The entries below are to be transcribed in full, without their images.
Segment Start: Material for the task
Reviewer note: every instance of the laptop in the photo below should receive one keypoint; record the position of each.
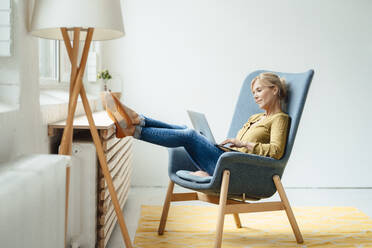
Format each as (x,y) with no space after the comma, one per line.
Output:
(200,124)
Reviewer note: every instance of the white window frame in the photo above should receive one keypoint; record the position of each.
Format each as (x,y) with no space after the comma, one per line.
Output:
(63,67)
(6,28)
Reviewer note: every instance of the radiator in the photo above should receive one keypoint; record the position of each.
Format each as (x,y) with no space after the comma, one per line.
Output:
(83,196)
(32,201)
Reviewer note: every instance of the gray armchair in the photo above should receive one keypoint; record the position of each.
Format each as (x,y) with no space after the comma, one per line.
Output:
(238,176)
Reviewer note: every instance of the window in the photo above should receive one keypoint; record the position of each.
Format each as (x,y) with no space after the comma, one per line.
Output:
(49,60)
(54,63)
(5,28)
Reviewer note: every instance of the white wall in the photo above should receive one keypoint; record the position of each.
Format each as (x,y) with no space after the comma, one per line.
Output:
(194,54)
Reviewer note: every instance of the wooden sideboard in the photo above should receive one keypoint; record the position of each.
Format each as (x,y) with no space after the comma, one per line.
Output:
(118,154)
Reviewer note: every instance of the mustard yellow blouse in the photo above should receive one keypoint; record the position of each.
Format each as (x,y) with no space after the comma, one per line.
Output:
(269,135)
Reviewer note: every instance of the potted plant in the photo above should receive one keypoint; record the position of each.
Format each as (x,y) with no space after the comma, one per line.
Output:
(105,76)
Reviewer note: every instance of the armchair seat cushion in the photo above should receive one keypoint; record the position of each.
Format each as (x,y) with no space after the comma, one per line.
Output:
(186,175)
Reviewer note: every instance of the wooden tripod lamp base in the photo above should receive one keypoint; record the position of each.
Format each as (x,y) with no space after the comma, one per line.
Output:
(87,20)
(76,89)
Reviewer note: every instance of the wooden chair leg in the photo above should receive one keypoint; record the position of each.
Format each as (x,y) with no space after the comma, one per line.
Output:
(221,208)
(288,209)
(237,221)
(166,206)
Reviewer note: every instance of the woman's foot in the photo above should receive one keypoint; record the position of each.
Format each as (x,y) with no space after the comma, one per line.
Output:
(124,118)
(200,173)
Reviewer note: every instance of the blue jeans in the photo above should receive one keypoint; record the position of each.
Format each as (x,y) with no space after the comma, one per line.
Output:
(203,152)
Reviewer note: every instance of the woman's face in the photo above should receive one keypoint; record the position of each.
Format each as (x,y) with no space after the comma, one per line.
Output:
(265,96)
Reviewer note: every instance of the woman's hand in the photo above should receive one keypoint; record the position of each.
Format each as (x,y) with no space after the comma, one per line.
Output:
(237,143)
Segment End: Material for the task
Exercise answer:
Reviewer note: every instance of the laptop in the photo below should receive one keypoint; record the position of each.
Format each as (x,y) with no space after the comma, one per line.
Output:
(200,124)
Reviewer note: every instance of the white window frame in the photo above should receive one keypoint; record the position of each.
Format each as (x,y) with no space after the comma, one per line.
Output:
(63,67)
(6,28)
Reviewer note: every instance of the radiator in the photo above should receive one keypoint; record the position of each.
Format each as (x,y) with no space after the comma, one per line.
Output:
(83,196)
(32,201)
Reviewer note: every instance of the gray armchair in the photo above should receive one keypoint; record the position of each.
Format each as (x,y) with no space after the comma, one per line.
Output:
(238,176)
Reviewer note: every instance of the window in the photo above should receive one keypoint; record the position of each.
Format each as (x,y) with no space after the comma, one per line.
Output:
(49,60)
(54,63)
(5,28)
Reviewer note: every instance of the white wall in the photo above should receive one keypoint; record the position of each.
Format each as (x,y) with no space after the comma, one per line.
Output:
(194,54)
Reviewer note: every instance of the wooden sideboard in the photo above should receive one keypoint; record the position of each.
Format each as (x,y) with no space after the comma, one per line.
Output:
(118,154)
Reviewer note: every instance of the mustard yellow blouse in the photo above should receive one keypoint; record the position of each.
Format each as (x,y) with no space after the comma, one per line.
Output:
(269,135)
Reviewer note: every instance of the potted plant in the photo above should receive one keypoint; record the position of each.
Format each as (x,y) with no space after the comma, one per line.
Output:
(105,76)
Reviewer note: every instance of the armchair seat cushion in the photo above should receive one keypoint; record the position of each.
Format each as (x,y) with no space after the comma, one per line.
Output:
(186,175)
Reviewer note: every instance of the wooden tripod lamp base in the photo above should receive one keypoint; record the position of each.
Format each as (x,y) with no space after the comma, one per line.
Output:
(87,20)
(76,89)
Reviewer note: every instance of the wooden chair leg in the photo above should receive one keypoint; record the position of each.
Format each as (x,y) with no space after the comma, one per line.
Output:
(221,208)
(288,209)
(237,221)
(166,206)
Reviewer note: every instance of the woman's foot in the photo above should receive one keypoint; record the position of each.
Format each as (x,y) with no space after the comma, one per line.
Output:
(124,118)
(200,173)
Reviewer note: every instance of the blue jeans in the photo above should receive one keypoint; record the position of each.
Format each as (x,y) with no space after the comma, one per line.
Output:
(203,152)
Reviewer note: every instance of the woman's face in the photo above should receive one keypoint; record the position of each.
Format each as (x,y) with no space after the comma, one per line.
Output:
(265,96)
Reviewer note: every instance of the woman's hand in the photo above should receive one keypoint; record the position of each.
Format each as (x,y) with no space after the comma, one per line.
Output:
(237,143)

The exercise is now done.